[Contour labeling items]
= = =
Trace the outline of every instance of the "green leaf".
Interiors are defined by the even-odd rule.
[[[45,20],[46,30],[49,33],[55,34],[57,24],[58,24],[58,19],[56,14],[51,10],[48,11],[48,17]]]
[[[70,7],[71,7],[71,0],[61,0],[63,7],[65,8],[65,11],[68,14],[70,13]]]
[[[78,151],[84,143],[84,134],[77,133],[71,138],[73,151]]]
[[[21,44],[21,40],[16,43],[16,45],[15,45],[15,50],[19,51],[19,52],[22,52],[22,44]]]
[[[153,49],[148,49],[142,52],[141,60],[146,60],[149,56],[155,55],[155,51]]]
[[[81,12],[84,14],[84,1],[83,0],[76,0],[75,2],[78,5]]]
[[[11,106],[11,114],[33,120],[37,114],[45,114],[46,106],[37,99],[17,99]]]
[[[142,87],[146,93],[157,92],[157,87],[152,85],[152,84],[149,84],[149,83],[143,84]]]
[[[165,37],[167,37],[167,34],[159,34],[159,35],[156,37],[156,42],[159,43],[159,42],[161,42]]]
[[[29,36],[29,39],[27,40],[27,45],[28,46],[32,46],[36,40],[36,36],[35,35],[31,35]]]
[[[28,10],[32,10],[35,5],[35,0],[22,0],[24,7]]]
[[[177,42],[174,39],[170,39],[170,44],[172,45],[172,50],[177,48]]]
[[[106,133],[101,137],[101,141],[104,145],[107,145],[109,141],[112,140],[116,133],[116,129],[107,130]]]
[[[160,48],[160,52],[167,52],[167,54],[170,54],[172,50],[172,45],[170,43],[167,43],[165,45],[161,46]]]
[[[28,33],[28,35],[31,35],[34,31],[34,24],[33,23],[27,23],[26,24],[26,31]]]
= = =
EXERCISE DESCRIPTION
Type the material above out again, exactly.

FULL SOLUTION
Trace the outline of every instance of the "green leaf".
Interiors are defined by the even-odd rule.
[[[45,20],[46,30],[49,33],[55,34],[57,24],[58,24],[58,19],[56,14],[51,10],[48,11],[48,17]]]
[[[70,7],[71,7],[71,0],[61,0],[63,7],[65,8],[65,11],[68,14],[70,13]]]
[[[78,151],[84,143],[84,134],[77,133],[71,138],[73,151]]]
[[[21,44],[21,40],[16,43],[16,45],[15,45],[15,50],[19,51],[19,52],[22,52],[22,44]]]
[[[153,49],[148,49],[142,52],[141,60],[146,60],[149,56],[155,55],[155,51]]]
[[[81,12],[84,14],[84,1],[83,0],[76,0],[75,2],[78,5]]]
[[[11,106],[11,114],[33,120],[37,114],[45,114],[46,106],[37,99],[17,99]]]
[[[142,87],[146,93],[157,92],[157,87],[152,85],[152,84],[149,84],[149,83],[143,84]]]
[[[165,37],[167,37],[167,34],[159,34],[159,35],[156,37],[156,42],[159,43],[159,42],[161,42]]]
[[[29,36],[29,39],[27,40],[27,45],[28,46],[32,46],[36,40],[36,36],[35,35],[31,35]]]
[[[28,10],[32,10],[35,5],[35,0],[22,0],[24,7]]]
[[[177,42],[174,39],[170,39],[170,44],[172,45],[172,50],[177,48]]]
[[[106,133],[101,137],[101,141],[104,145],[107,145],[109,141],[112,140],[116,133],[116,129],[107,130]]]
[[[160,48],[160,52],[167,52],[167,54],[170,54],[172,50],[172,45],[170,43],[167,43],[165,45],[161,46]]]
[[[28,33],[28,35],[31,35],[34,31],[34,24],[33,23],[27,23],[26,24],[26,31]]]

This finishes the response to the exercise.